*Textauszug*:
Introduction
Introduction Statistics Contact Development Disclaimer Help
# taz.de -- Die Denkmalpfleger von Pompeji: Die größte Ruine der Welt
> Falsches Management, Geldmangel und das Wetter machen dem antiken Pompeji
> zu schaffen. Die von der Vulkanasche befreiten Überreste von Pompeji
> zerfallen zunehmend.
Bild: Die Ruinenstadt Pompeji: Im Hintergrund der Vesuv.
Auf ein Jahr Ausgrabung kommen fünf Jahre Konservierung", sagt Umberto
Pappalardo. Er verzieht das Gesicht. Wie die meisten Archäologen ist er der
Meinung, dass in Pompeji keine weiteren Ausgrabungen stattfinden sollten,
da man schon genug damit zu tun hat, das bereits Ausgegrabene zu bewahren.
Nur 14 Prozent des 44 Hektar großen Areals sind zurzeit überhaupt für die
Öffentlichkeit zugänglich; weitere 22 Hektar sind noch überhaupt nicht
erschlossen. Das hat zumindest den Vorteil, dass das, was unter der
erkalteten Lava ruht, bestens konserviert bleibt.
Es ist Montag früh und vermutlich der einzige Zeitpunkt in der Woche, in
der man ohne Schlangestehen das antike Pompeji betreten kann. Elf Euro
Eintritt für die größte Stadtruine der Welt.
Bis zu drei Millionen Besucher kommen jährlich nach Pompeji. Man müsse den
historischen Ort vor den Touristenhorden schützen, sagen einige. Das sei
unnötig, sagt Pappalardo. Die Eintrittsgelder sind eine der wenigen
verlässlichen Einnahmequellen. Denn auch wenn Pompeji zum Weltkulturerbe
zählt, so bringt das keinen Centesimo.
"Es fehlt vor allem an Geld", sagt Pappalardo. "Der Staat ist pleite." Er
klingt genervt. Hat der Staat kein Geld oder gibt er keines? Nutzlose
Diskussion, fest steht: Ein Kulturetat ist seit den Jahren der
Berlusconi-Regierung quasi nicht existent.
Gerade mal 0,2 Prozent des Staatshaushaltes sind für die Kultur vorgesehen.

*Bereitgestelltes Material*:
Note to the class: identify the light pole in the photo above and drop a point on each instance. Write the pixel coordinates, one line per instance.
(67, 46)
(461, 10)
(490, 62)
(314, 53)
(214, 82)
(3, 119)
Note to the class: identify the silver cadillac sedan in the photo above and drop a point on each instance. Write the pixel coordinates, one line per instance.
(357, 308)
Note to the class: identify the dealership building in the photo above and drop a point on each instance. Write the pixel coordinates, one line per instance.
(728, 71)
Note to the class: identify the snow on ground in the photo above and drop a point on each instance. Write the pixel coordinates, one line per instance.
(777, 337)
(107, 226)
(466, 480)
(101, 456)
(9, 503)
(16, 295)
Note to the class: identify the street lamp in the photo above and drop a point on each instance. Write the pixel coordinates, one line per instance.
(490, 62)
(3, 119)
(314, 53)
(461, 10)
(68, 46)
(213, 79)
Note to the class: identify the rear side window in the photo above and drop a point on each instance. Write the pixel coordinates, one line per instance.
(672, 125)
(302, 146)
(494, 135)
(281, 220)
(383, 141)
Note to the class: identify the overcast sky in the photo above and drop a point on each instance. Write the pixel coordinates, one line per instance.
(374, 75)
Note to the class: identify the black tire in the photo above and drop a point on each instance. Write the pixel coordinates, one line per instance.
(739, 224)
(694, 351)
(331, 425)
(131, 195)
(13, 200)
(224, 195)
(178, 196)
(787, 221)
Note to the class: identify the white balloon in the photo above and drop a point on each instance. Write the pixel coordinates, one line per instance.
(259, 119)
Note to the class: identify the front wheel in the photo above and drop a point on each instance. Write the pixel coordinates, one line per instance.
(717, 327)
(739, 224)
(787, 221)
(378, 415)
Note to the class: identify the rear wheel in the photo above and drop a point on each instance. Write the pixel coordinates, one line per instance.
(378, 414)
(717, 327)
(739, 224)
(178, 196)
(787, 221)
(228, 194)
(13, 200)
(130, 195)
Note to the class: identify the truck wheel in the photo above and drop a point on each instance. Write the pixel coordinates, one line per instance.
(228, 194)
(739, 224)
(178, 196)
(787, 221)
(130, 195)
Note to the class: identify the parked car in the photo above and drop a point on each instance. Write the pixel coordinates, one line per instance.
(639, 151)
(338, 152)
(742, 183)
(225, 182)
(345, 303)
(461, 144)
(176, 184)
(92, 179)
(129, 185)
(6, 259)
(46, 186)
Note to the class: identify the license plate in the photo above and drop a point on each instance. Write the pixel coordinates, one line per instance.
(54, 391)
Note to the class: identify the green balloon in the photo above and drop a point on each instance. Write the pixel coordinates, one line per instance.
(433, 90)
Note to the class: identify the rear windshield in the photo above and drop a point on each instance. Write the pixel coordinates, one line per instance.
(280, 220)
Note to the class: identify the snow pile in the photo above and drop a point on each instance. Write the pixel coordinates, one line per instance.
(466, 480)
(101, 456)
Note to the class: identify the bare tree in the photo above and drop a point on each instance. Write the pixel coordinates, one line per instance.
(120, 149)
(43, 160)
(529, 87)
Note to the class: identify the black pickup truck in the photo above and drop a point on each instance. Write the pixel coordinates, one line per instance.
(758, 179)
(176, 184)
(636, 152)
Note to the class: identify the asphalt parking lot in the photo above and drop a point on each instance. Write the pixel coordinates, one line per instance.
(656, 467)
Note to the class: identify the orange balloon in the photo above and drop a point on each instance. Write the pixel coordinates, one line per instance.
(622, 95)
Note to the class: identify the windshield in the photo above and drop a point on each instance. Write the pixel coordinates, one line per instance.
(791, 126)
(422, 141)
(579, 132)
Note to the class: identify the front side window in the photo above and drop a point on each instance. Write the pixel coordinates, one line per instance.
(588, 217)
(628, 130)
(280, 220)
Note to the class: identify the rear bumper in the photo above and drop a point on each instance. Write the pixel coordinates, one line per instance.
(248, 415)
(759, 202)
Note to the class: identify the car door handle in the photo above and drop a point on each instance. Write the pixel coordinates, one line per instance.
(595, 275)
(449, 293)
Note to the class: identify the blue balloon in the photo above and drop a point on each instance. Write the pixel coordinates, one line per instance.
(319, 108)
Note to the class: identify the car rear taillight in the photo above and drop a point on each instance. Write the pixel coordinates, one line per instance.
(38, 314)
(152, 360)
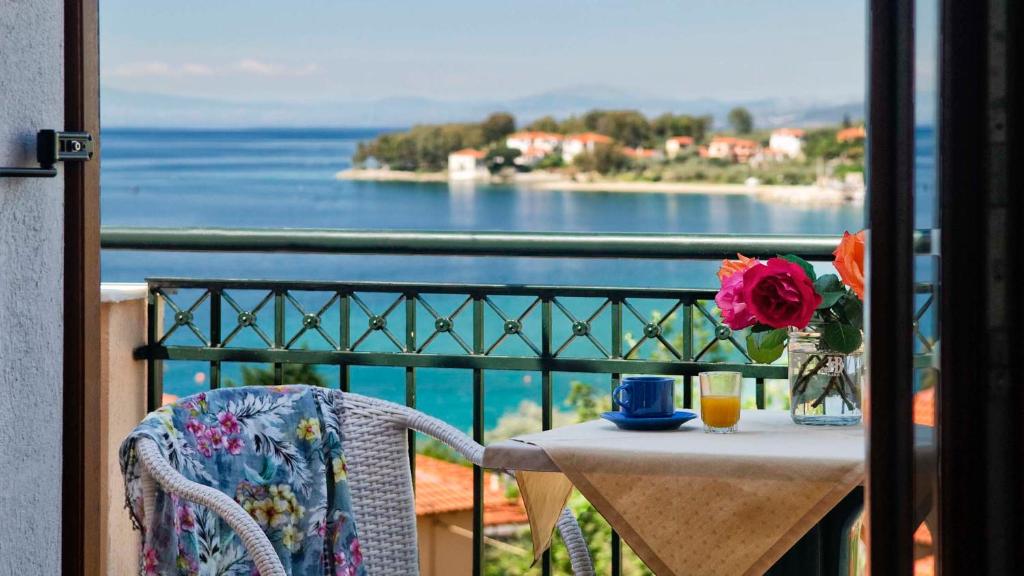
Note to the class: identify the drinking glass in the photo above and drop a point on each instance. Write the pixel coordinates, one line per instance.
(720, 401)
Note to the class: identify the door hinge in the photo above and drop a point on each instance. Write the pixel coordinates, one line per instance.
(53, 147)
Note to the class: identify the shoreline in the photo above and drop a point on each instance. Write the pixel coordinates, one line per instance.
(804, 195)
(381, 175)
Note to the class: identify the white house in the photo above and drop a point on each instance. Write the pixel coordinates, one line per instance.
(787, 141)
(642, 154)
(576, 145)
(676, 145)
(467, 164)
(534, 140)
(734, 150)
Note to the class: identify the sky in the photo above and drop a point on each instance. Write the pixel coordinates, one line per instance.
(315, 50)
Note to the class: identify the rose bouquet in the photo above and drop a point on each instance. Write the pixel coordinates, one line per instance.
(782, 297)
(784, 293)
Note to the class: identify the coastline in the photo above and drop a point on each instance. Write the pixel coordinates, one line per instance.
(390, 175)
(803, 195)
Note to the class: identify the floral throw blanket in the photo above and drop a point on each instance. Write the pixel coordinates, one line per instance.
(278, 451)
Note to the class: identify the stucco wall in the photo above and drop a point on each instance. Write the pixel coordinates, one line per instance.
(31, 298)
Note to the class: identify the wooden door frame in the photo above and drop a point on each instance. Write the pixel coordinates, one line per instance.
(890, 294)
(80, 513)
(981, 151)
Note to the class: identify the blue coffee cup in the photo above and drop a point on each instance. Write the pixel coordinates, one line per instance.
(646, 397)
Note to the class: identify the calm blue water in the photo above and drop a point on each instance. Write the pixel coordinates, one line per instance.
(285, 178)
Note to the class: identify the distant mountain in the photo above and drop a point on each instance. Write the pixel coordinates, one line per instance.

*Aufgabenstellung*: Überarbeite im Textauszug über Pompeji den Abschnitt, der mit den Worten "Bild: Die Ruinenstadt" beginnt und nach "Stadtruine der Welt." endet. Gib ihn vollständig wieder und setze dabei "Altertumsforscher" an die Stelle von "Archäologen".

*Endergebnis*:
Bild: Die Ruinenstadt Pompeji: Im Hintergrund der Vesuv.
Auf ein Jahr Ausgrabung kommen fünf Jahre Konservierung", sagt Umberto
Pappalardo. Er verzieht das Gesicht. Wie die meisten Altertumsforscher ist er der
Meinung, dass in Pompeji keine weiteren Ausgrabungen stattfinden sollten,
da man schon genug damit zu tun hat, das bereits Ausgegrabene zu bewahren.
Nur 14 Prozent des 44 Hektar großen Areals sind zurzeit überhaupt für die
Öffentlichkeit zugänglich; weitere 22 Hektar sind noch überhaupt nicht
erschlossen. Das hat zumindest den Vorteil, dass das, was unter der
erkalteten Lava ruht, bestens konserviert bleibt.
Es ist Montag früh und vermutlich der einzige Zeitpunkt in der Woche, in
der man ohne Schlangestehen das antike Pompeji betreten kann. Elf Euro
Eintritt für die größte Stadtruine der Welt.